== TEXT PASSAGE ==
➥ CASE SUMMARY OF:
Chief Stephen Nwankwo Okonkwo & Anor V. Dr. Patrick Ikechukwu Okolo (SC.147/1986, 20 May 1988)
by Branham Chima (LL.B.)
➥ SUBJECT MATTER(S)
Title to land;
Hearsay;
Proof of land under native law and custom.
➥ CASE FACT/HISTORY
In 1941 one P.H. Okolo of Ogbeozala Village, Onitsha acquired a piece of land from one Menkiti Ikwuazom, the Okpala of Umuonogbo family of Onitsha, under Onitsha customary law. This family is also known as Umuozoma family of Onitsha. The parcel of land acquired is part of the Okpoko land. During his lifetime P.H. Okolo took possession of the land acquired and remained in and exercised undisturbed optimum possession and ownership till his death in 1957. Meanwhile Menkiti Ikwuazom also died in 1944. The said P.H. Okolo had three children, of which the Respondent is the oldest male. On the death of the said P.H. Okolo the said land became the property of his family. The said family of P.H. Okolo, like their father, also exercised undisturbed acts of ownership and possession by farming on the land. They have since 1966 surveyed the land and filed the plan of the land as surveyed with the Ministry of Lands and Surveys, Enugu. The family of the late P.H. Okolo have resisted the attempts made by the Appellants and other persons to dispute their title to the land acquired by the late P.H. Okolo. In September, 1975 1st Appellant relying and acting on a purported conveyance from the 2nd Appellant trespassed on the land acquired by the late P .H. Okolo and inherited by the children of P.H. Okolo. After this trespass was abated by voluntary withdrawal, the 1st Appellant again repeated acts of trespass on or about the 25th day of March, 1976, by driving caterpillar into the land, scraping off top soil, grass and felling trees. 1st Appellant, who is a business man in Onitsha, and claims to have bought the said land from the 2nd Appellant who is the last son of Ikwuazom Menkiti, deceased, from who late P.H. Okolo bought the said land. 1st Appellant has refused to withdraw from the said land despite repeated warnings from the family of the Respondents. On the other hand the Umuonogbo family have acknowledged in writing the title of Respondent to the land. It is the obduracy by the Appellants in denying the title of the Respondents to the land acquired by late P.H. Okolo from Ikwuazom Menkiti, that has resulted in the present action.
===
= INSTRUCTIONS FOR THE TASK =
Answer these questions from the case summary:
(a) In what year did P.H. Okolo acquire the land from Menkiti Ikwuazom?
(b) In what year did Menkiti Ikwuazom die?
(c) On or about what date did the 1st Appellant again trespass by driving a caterpillar onto the land?
== INFORMATION PROVIDED ==
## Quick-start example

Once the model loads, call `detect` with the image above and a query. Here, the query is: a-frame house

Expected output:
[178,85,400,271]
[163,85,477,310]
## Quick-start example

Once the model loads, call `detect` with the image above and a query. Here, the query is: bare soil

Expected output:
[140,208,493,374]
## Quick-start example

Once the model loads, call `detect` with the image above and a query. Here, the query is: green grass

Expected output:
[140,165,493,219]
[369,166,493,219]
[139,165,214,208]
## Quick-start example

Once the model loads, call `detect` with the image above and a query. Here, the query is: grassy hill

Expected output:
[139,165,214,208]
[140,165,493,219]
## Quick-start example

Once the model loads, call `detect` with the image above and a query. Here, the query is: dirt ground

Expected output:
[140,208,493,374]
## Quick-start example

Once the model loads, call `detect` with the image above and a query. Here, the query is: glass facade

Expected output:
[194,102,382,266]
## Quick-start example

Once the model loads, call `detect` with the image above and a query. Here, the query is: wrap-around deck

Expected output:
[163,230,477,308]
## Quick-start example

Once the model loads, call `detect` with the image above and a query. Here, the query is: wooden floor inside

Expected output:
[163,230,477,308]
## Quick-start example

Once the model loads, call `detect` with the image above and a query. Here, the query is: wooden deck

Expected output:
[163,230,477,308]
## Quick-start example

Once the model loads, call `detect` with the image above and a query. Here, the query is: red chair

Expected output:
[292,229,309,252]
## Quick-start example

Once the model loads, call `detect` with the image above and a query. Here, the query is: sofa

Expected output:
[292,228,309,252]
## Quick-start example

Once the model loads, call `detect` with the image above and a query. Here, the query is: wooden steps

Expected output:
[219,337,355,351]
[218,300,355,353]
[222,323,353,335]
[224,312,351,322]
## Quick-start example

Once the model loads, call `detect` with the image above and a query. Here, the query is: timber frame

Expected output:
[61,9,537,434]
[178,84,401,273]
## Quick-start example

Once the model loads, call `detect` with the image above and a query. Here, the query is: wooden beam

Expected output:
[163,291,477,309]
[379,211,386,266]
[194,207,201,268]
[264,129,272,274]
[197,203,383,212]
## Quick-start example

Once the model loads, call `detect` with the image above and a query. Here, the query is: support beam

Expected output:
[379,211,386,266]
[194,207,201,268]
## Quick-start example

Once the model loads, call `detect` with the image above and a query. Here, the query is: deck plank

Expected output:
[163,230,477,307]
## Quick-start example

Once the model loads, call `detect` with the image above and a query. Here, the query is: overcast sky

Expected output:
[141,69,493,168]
===
== INFORMATION PROVIDED ==
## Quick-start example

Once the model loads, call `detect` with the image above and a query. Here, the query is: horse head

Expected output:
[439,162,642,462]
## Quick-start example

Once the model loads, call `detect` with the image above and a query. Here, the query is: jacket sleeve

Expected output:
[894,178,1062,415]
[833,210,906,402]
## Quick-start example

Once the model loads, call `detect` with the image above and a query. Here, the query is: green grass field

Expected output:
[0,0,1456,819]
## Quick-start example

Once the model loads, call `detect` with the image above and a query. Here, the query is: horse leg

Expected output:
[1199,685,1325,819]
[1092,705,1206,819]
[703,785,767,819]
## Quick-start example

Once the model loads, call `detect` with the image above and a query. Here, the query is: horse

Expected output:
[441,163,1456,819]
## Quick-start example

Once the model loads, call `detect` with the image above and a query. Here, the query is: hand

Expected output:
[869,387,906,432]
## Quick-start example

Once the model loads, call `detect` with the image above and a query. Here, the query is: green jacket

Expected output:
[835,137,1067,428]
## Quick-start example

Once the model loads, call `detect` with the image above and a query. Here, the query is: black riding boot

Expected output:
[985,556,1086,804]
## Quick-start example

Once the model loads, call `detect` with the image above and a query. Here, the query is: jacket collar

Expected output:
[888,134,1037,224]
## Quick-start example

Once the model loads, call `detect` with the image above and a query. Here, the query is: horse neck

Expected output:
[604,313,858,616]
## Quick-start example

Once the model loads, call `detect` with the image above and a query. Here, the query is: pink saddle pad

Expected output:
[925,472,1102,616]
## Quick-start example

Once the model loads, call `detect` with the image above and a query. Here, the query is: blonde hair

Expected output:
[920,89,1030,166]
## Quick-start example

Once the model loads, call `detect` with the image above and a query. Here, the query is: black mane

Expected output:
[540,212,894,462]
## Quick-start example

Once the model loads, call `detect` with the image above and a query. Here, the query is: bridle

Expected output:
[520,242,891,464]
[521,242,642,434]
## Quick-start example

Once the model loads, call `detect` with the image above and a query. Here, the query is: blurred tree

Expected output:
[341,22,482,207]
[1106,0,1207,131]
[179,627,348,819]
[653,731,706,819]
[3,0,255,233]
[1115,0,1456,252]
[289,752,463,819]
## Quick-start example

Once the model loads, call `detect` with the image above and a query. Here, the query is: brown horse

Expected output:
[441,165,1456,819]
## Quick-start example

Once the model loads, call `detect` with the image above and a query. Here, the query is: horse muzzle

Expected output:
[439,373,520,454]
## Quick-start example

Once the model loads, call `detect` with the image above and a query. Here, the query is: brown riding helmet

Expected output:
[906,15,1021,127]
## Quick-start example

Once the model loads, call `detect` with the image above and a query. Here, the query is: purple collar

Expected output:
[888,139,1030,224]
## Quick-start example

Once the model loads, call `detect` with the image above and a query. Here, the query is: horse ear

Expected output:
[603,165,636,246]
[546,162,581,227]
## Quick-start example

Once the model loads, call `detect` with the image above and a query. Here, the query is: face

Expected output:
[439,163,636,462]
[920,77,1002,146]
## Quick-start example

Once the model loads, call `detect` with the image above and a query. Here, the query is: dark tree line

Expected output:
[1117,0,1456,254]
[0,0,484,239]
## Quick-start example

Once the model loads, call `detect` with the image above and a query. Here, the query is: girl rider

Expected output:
===
= FINISHED EXERCISE =
(a) 1941
(b) 1944
(c) The 25th day of March, 1976